Amphibian Behavior Changing With Climate


Amphibian Behavior Changing With Climate

Posted 21 July 2011, by Staff, Animal Connection,


A troubling study provides new evidence that amphibians around the world continue to struggle with the devastating effects of climate change. A scientist in Indiana found that frogs and salamanders are actually altering their behavior in response to a warming climate. His analysis of 17 years of data showed that all 13 species of amphibians studied are now breeding earlier in the spring than they did back in the 1990s. Unfortunately, climate change isn’t the only threat amphibians face. These highly sensitive, permeable-skinned creatures are also at risk from environmental toxins, disease, nonnative predators, habitat destruction and many other dangers. Scientists estimate that 30 percent of the world’s amphibians are threatened with extinction.
The Center for Biological Diversity has been steadily ramping up its efforts to save amphibians and reptiles (together called “herpetofauna”). We file petitions to protect them under the Endangered Species Act; work to keep toxic pesticides out of their habitats; and — led by the nation’s only full-time herp attorney, Collette Adkins Giese from the Center’s Minneapolis office — go to court to ensure that the feds are taking the right steps to save Barton Springs salamanders, California red-legged frogs and scores of other rare, cold-blooded creatures of land, stream and pond.

**Recorded information:**
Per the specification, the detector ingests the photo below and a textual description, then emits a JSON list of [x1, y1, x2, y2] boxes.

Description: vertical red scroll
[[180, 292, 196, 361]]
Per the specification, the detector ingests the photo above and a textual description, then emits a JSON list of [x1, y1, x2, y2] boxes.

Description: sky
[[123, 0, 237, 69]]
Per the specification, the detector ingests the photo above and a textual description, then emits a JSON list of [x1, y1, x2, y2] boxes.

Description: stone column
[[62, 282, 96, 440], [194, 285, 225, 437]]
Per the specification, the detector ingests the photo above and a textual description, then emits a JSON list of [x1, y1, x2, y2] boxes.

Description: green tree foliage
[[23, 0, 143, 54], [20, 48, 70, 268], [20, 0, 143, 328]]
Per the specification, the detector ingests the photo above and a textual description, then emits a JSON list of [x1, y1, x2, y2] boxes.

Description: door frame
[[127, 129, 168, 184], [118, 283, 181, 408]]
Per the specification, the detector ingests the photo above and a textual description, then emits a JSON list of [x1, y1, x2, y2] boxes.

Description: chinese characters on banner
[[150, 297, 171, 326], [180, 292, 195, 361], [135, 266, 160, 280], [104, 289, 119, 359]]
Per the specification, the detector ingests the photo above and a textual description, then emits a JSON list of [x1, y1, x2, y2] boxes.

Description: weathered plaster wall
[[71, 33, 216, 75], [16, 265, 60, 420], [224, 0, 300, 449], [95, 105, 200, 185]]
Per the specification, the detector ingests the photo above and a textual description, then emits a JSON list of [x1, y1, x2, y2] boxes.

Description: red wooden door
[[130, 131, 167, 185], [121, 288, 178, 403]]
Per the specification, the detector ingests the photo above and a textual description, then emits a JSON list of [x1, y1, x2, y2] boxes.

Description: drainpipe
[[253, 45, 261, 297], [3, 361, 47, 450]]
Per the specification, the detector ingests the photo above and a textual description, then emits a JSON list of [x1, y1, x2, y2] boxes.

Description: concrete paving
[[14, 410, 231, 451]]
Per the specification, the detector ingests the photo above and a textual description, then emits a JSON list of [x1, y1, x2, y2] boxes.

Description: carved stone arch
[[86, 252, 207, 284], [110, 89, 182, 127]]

**Task details:**
Output the amphibian climate article word for word, from start to finish. The material above stands apart from the amphibian climate article and is kept separate from it.

**Reply to the task:**
Amphibian Behavior Changing With Climate


Amphibian Behavior Changing With Climate

Posted 21 July 2011, by Staff, Animal Connection,


A troubling study provides new evidence that amphibians around the world continue to struggle with the devastating effects of climate change. A scientist in Indiana found that frogs and salamanders are actually altering their behavior in response to a warming climate. His analysis of 17 years of data showed that all 13 species of amphibians studied are now breeding earlier in the spring than they did back in the 1990s. Unfortunately, climate change isn’t the only threat amphibians face. These highly sensitive, permeable-skinned creatures are also at risk from environmental toxins, disease, nonnative predators, habitat destruction and many other dangers. Scientists estimate that 30 percent of the world’s amphibians are threatened with extinction.
The Center for Biological Diversity has been steadily ramping up its efforts to save amphibians and reptiles (together called “herpetofauna”). We file petitions to protect them under the Endangered Species Act; work to keep toxic pesticides out of their habitats; and — led by the nation’s only full-time herp attorney, Collette Adkins Giese from the Center’s Minneapolis office — go to court to ensure that the feds are taking the right steps to save Barton Springs salamanders, California red-legged frogs and scores of other rare, cold-blooded creatures of land, stream and pond.